───── SOURCE EXTRACT ─────

Spina then sold the three rings to an auction house for $100,000, and one of the rings was auctioned off in February 2018 for $337,219, prosecutors said.

Spina's attorney, Thomas Ambrosio, said in a letter to the judge before sentencing that his client was sentenced to 35 months in federal prison for wire fraud in the case in New Jersey in July 2019. Spina did not know when he struck a deal with prosecutors in New Jersey that he could face charges in Orange County, Ambrosio said.

"If he had known about the California charges when he negotiated his plea offer in the District of New Jersey then he would have tried to resolve his District of New Jersey case and this Central District of California case with a global plea offer," Ambrosio wrote.

Spina was released from a halfway house in November 2020 and has been a "model of rehabilitation" since then, Ambriosio said.

Spina started up a sports memorabilia and sneakers business when he was 15, his attorney said. The former member of the Patriots was down on his luck when he offered to sell his ring to the defendant, Ambrosio said.

Spina gave the former player $20,000 in cash and bounced a $12,000 check, Ambrosio said.

Spina paid $33,000 for the three Brady rings, his lawyer said. The defendant reasoned that they would be more valuable with the quarterback's name on them, his attorney said.

Just before Golden Auctions put one of the three rings up for sale online, Brady's representatives told the company he had nothing to do with the rings and compelled the company to make that clear that Brady did not authorize the making of the rings and had no link to them, Ambrosio said.

─────

__TASK DIRECTIONS__:
Reproduce the passage above about the Brady rings word for word, between "Spina was released" and "check, Ambrosio said.", inclusive.

───── DATA SEGMENT ─────

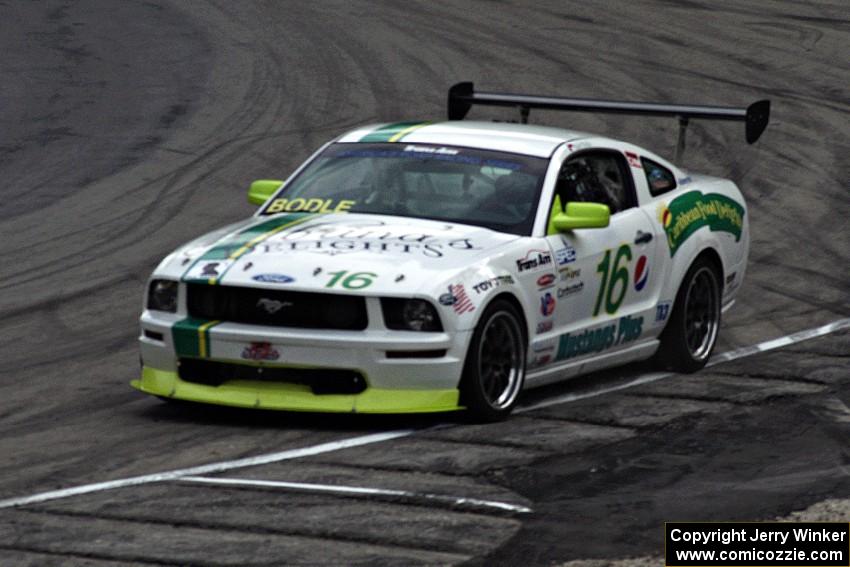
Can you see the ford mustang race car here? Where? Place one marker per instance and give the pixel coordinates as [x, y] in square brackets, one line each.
[420, 267]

─────

__EXPECTED OUTPUT__:
Spina was released from a halfway house in November 2020 and has been a "model of rehabilitation" since then, Ambriosio said.

Spina started up a sports memorabilia and sneakers business when he was 15, his attorney said. The former member of the Patriots was down on his luck when he offered to sell his ring to the defendant, Ambrosio said.

Spina gave the former player $20,000 in cash and bounced a $12,000 check, Ambrosio said.